= Records for the task =
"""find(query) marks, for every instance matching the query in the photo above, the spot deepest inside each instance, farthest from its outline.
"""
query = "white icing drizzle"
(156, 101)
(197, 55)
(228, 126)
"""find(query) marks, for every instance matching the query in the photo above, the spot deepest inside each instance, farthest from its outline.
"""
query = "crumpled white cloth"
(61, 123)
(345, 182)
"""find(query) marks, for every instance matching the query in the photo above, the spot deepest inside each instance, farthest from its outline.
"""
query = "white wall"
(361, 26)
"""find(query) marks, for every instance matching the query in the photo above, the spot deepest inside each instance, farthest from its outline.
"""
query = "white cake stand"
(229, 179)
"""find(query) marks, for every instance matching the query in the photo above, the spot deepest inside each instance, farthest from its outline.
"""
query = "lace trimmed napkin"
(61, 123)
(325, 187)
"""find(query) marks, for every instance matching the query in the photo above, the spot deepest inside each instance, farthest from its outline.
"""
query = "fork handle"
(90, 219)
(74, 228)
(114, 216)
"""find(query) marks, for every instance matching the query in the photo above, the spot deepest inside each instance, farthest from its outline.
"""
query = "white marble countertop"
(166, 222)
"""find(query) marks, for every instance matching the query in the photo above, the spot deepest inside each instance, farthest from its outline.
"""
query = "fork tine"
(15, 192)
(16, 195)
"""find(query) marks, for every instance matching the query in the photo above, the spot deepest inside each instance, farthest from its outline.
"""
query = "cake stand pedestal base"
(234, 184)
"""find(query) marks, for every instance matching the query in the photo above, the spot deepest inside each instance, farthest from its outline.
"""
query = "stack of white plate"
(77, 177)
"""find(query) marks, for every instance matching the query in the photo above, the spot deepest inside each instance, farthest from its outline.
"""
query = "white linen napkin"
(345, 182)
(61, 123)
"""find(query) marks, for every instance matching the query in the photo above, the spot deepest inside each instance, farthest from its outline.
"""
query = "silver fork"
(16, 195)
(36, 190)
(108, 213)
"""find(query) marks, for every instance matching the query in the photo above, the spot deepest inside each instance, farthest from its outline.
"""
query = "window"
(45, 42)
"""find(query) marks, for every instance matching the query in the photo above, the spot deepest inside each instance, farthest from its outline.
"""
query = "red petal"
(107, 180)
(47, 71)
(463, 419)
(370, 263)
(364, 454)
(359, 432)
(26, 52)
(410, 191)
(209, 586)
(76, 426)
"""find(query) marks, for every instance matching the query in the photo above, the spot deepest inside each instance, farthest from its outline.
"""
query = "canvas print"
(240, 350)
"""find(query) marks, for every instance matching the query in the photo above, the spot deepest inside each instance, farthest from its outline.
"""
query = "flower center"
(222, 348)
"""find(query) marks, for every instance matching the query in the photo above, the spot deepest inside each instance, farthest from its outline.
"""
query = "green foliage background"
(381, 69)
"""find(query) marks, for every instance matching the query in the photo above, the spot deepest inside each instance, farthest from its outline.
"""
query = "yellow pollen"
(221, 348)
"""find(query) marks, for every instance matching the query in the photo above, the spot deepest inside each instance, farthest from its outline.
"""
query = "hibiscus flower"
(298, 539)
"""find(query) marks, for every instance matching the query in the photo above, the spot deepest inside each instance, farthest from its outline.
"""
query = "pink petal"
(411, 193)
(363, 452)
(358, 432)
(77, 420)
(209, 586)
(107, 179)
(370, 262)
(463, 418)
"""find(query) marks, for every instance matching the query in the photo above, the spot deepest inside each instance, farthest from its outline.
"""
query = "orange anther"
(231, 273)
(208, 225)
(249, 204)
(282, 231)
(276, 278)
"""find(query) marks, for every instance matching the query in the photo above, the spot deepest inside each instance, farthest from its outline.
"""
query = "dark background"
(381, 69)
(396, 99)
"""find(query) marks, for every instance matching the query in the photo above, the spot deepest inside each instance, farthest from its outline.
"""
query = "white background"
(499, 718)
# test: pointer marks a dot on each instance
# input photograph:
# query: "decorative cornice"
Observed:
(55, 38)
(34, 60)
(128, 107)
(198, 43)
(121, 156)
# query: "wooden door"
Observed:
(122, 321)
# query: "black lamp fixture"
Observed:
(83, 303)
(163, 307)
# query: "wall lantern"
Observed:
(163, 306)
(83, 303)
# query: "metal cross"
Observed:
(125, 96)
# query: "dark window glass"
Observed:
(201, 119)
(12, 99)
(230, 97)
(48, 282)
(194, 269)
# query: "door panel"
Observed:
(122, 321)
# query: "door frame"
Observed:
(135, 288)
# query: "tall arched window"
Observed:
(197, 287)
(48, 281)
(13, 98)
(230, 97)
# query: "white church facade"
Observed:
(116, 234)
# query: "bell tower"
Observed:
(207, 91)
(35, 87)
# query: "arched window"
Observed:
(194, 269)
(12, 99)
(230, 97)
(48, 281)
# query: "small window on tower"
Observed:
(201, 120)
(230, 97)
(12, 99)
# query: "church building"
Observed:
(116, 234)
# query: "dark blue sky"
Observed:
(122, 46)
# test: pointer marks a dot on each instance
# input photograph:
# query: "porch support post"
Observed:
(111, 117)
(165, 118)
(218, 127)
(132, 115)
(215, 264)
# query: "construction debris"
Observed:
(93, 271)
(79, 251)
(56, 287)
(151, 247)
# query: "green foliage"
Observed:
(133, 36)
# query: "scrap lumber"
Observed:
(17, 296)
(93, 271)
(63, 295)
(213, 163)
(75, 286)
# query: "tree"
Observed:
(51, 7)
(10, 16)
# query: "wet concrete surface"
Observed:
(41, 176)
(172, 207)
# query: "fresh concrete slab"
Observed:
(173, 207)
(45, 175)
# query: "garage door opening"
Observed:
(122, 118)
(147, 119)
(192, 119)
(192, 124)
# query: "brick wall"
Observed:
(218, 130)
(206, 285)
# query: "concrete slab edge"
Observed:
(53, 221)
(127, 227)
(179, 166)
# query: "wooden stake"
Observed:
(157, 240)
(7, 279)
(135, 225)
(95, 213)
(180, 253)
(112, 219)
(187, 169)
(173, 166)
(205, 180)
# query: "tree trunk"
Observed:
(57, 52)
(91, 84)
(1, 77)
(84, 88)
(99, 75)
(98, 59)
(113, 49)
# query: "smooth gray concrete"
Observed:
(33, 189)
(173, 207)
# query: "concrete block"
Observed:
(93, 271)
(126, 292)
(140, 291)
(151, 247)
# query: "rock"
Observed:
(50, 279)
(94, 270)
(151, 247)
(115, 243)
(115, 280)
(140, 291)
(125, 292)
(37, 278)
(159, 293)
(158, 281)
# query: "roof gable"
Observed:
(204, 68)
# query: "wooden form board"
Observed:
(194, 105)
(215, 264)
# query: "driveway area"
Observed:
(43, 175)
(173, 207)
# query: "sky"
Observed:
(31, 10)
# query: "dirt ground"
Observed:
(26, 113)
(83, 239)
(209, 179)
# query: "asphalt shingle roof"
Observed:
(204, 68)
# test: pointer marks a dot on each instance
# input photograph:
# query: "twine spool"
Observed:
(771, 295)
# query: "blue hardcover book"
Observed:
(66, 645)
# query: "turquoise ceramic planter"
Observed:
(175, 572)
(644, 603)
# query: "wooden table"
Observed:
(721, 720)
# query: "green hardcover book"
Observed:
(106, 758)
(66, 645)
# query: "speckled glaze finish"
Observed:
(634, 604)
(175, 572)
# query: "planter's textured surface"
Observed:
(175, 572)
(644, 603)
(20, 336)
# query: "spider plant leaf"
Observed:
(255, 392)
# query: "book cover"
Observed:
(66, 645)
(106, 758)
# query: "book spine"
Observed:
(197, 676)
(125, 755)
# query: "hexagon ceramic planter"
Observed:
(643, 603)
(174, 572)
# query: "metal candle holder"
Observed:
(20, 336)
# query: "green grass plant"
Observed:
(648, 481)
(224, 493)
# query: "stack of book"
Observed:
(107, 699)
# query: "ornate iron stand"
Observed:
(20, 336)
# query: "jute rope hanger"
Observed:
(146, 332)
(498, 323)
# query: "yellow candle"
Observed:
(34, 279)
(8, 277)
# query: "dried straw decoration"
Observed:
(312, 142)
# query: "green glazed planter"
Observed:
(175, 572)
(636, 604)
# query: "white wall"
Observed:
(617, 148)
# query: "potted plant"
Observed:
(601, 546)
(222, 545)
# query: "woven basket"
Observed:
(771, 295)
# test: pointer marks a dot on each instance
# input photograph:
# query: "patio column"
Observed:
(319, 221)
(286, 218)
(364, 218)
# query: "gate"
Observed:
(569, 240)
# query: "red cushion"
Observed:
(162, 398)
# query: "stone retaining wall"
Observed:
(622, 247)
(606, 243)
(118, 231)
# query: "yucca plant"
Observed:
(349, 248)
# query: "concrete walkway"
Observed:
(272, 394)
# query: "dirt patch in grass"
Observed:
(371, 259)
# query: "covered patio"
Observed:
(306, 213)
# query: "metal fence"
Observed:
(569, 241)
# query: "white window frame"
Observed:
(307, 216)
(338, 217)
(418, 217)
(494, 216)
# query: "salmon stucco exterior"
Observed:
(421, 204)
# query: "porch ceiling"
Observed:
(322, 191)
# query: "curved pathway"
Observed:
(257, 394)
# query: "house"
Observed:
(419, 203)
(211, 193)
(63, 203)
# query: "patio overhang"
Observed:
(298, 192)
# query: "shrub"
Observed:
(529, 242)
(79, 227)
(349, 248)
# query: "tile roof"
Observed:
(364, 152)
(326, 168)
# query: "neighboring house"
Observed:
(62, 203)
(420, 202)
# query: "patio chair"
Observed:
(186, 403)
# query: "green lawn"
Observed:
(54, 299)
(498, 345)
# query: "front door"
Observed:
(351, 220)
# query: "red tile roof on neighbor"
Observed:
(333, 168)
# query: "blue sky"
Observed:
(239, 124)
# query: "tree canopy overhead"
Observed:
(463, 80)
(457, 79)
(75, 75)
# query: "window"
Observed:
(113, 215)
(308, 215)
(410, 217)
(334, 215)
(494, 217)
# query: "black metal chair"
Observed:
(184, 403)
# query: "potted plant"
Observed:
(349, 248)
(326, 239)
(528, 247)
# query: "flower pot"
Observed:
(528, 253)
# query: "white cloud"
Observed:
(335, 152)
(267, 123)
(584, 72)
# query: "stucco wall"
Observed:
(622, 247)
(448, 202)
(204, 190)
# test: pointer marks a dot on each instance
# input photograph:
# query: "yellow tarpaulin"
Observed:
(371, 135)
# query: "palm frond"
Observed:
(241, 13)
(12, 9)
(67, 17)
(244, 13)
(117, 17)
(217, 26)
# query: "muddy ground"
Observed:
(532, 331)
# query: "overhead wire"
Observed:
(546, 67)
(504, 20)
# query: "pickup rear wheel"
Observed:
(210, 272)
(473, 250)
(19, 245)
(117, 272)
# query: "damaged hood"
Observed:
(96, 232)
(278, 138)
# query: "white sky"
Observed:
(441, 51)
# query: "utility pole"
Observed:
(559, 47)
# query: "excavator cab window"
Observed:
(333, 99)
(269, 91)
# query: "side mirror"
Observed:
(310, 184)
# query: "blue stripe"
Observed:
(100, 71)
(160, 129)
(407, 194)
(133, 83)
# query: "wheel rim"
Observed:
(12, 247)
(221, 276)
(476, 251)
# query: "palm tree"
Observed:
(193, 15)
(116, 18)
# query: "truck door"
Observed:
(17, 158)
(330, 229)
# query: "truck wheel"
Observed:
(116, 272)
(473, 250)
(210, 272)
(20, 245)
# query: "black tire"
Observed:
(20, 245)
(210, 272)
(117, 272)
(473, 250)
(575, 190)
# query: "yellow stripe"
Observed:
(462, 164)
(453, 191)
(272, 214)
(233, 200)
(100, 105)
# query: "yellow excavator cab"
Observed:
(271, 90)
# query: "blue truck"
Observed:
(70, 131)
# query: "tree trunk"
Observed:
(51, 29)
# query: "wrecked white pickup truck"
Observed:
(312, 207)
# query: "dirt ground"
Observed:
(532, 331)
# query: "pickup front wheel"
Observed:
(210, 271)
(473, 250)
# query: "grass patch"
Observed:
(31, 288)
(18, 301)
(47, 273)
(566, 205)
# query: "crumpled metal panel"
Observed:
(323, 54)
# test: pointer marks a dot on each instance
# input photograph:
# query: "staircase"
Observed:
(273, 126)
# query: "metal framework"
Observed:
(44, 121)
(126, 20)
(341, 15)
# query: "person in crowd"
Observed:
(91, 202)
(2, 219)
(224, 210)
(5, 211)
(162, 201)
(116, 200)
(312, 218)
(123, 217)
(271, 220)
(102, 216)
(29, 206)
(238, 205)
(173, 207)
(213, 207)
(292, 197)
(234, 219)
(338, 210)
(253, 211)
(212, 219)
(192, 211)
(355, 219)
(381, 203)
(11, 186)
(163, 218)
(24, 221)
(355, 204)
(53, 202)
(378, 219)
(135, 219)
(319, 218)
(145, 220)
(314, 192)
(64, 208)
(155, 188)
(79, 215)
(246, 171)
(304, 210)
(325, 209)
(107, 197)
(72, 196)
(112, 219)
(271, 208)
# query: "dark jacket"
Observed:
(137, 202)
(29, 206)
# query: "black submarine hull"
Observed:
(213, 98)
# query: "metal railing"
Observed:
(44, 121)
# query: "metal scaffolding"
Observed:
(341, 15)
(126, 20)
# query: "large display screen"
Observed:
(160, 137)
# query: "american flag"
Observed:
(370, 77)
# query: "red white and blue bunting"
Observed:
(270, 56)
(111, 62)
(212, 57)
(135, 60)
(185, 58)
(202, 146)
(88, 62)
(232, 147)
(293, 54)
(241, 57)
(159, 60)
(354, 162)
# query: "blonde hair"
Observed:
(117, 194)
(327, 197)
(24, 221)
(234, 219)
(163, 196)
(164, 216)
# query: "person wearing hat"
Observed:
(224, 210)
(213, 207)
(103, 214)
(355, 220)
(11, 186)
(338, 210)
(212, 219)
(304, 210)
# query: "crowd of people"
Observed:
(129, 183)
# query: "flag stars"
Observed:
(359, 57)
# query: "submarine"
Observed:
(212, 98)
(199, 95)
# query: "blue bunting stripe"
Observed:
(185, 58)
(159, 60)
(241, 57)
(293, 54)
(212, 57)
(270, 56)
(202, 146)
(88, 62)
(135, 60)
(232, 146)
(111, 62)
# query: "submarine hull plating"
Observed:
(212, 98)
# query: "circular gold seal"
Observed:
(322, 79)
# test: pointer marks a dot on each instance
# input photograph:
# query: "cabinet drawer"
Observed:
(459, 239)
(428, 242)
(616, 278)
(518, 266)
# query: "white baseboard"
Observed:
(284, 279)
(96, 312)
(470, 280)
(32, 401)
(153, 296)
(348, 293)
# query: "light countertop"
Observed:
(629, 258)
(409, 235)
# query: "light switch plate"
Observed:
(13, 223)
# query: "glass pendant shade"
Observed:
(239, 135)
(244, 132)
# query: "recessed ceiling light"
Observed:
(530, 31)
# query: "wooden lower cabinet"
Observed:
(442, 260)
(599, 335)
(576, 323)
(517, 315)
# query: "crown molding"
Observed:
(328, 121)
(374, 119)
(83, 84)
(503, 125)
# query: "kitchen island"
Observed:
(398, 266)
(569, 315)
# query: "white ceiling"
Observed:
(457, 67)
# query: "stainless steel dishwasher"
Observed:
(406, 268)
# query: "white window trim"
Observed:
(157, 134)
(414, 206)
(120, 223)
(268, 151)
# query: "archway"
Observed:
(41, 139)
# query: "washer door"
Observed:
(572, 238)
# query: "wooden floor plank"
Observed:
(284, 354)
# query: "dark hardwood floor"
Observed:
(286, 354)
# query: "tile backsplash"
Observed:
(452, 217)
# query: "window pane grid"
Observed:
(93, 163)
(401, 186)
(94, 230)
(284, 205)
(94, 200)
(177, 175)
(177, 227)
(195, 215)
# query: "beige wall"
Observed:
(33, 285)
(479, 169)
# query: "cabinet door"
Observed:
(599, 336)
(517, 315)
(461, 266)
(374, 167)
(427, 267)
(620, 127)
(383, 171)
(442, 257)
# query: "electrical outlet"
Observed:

= Task directions =
Copy out every line of the data where the word "crowd" occurs.

= Exercise result =
# query: "person in crowd"
# query: "crowd of people"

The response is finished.